§ DIRECTIONS
[1] In the thread about programming language choice, which Android IPC mechanism has been moved over to Rust?
[2] Reproduce everything in the thread about programming language choice from "I thought more" down to "executors like embassy.".

=== SUPPLIED TEXT ===

Post:
If you’re still shipping load‑bearing code in C, C++, Python, or vanilla JavaScript in 2025, you’re gambling with house money and calling it “experience.”
As systems scale, untyped or foot‑gun‑heavy languages don’t just get harder to work with—they hit a complexity cliff. Every new feature is another chance for a runtime type error or a memory bug to land in prod. Now layer LLM‑generated glue code on top of that. More code, more surface area, less anyone truly understands. In that world, “we’ll catch it in tests” is wishful thinking, not a strategy.
We don’t live in 1998 anymore. We have languages that:
- Make whole classes of bugs unrepresentable (Rust, TypeScript)
- Give you memory safety and concurrency sanity by default (Rust, Go)
- Provide static structure that both humans and LLMs can lean on as guardrails, not red tape
At this point, choosing C/C++ for safety‑critical paths, or dynamic languages for the core of a large system, isn’t just “old school.” It’s negligence with better marketing.
Use Rust, Go, or TypeScript for anything that actually matters. Use Python/JS at the edges, for scripts and prototypes.
For production, load‑bearing paths in 2025 and beyond, anything else is you saying, out loud:
“I’m okay with avoidable runtime failures and undefined behavior in my critical systems.”
Are you?
Comment:
Nonsense. If your code has reached the point of unmaintainable complexity, then blame the author, not the language.
Not an embedded dev. What’s the Rust situation in the embedded world? Is it ever used?
Bindings have been getting added to the Linux kernel so drivers can theoretically be written in Rust
Android has moved its IPC mechanism, Binder, over to Rust
I know that some people have managed to get it working but I have yet to see it in practice. Granted, my experience in the industries is currently only what I learned during my studies and 2 internships.
In general, C is supported. C++ is sometimes supported and very few people even talk about Rust.
Rust is more of a C++ replacement, no? Rather go with Odin or Zig or C3 for systemic stuff.
It’s fast and memory secure, so it’s good for stuff you might do in C but you don’t want to risk a memory leak or segmentation fault.
I thought more in the way of atomic dependencies and how it handles features in-language vs. in-code and reliance on toolchain vs. standalone. In short, how you as a programmer are supposed to use it.
It’s not widely used. Some car manufacturers(Toyota if I remember correctly) have started testing it. Some parts are really nice.
There is exactly one hal for i2c, spi and Io pins. As long as both your chip and peripheral driver implement against it, it just works. There are more unified abstractions in the work for things like DMA, but they are not officially stable yet.
Cooperative Multi threading can easily be integrated thanks to Async rust and executors like embassy.
All the crates that are no_std compatible can be included.
It’s not perfect, but it’s getting there.

=== DATASET RECORDS ===

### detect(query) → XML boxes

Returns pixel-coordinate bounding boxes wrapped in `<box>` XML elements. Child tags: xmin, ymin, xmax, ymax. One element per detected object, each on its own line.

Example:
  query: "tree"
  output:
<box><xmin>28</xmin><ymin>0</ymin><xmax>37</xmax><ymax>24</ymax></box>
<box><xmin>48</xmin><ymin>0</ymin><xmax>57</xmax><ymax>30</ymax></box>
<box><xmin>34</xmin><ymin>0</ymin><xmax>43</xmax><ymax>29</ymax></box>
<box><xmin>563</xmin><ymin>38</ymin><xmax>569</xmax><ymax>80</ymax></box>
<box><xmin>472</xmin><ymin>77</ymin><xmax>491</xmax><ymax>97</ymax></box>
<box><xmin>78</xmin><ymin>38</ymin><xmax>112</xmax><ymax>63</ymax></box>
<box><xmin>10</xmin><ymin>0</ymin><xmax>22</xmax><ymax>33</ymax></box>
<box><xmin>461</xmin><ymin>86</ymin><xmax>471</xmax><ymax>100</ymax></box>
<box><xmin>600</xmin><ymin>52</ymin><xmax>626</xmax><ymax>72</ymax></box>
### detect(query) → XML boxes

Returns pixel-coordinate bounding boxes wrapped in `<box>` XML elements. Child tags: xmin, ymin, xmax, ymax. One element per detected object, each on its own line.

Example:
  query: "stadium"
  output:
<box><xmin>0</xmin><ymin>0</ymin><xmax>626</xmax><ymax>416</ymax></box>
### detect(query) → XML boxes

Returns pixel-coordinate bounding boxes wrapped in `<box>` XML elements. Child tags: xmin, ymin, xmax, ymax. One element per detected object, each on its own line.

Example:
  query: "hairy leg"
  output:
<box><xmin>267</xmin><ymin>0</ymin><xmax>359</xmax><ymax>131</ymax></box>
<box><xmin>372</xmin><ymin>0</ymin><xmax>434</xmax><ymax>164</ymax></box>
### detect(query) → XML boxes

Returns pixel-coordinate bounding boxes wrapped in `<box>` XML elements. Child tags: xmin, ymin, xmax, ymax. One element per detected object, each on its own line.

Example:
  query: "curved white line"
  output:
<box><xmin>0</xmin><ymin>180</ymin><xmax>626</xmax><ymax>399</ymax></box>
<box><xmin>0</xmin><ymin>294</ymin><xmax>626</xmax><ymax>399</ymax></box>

===

§ RESPONSES TO THE EXERCISE
[1] Binder

[2]
I thought more in the way of atomic dependencies and how it handles features in-language vs. in-code and reliance on toolchain vs. standalone. In short, how you as a programmer are supposed to use it.
It’s not widely used. Some car manufacturers(Toyota if I remember correctly) have started testing it. Some parts are really nice.
There is exactly one hal for i2c, spi and Io pins. As long as both your chip and peripheral driver implement against it, it just works. There are more unified abstractions in the work for things like DMA, but they are not officially stable yet.
Cooperative Multi threading can easily be integrated thanks to Async rust and executors like embassy.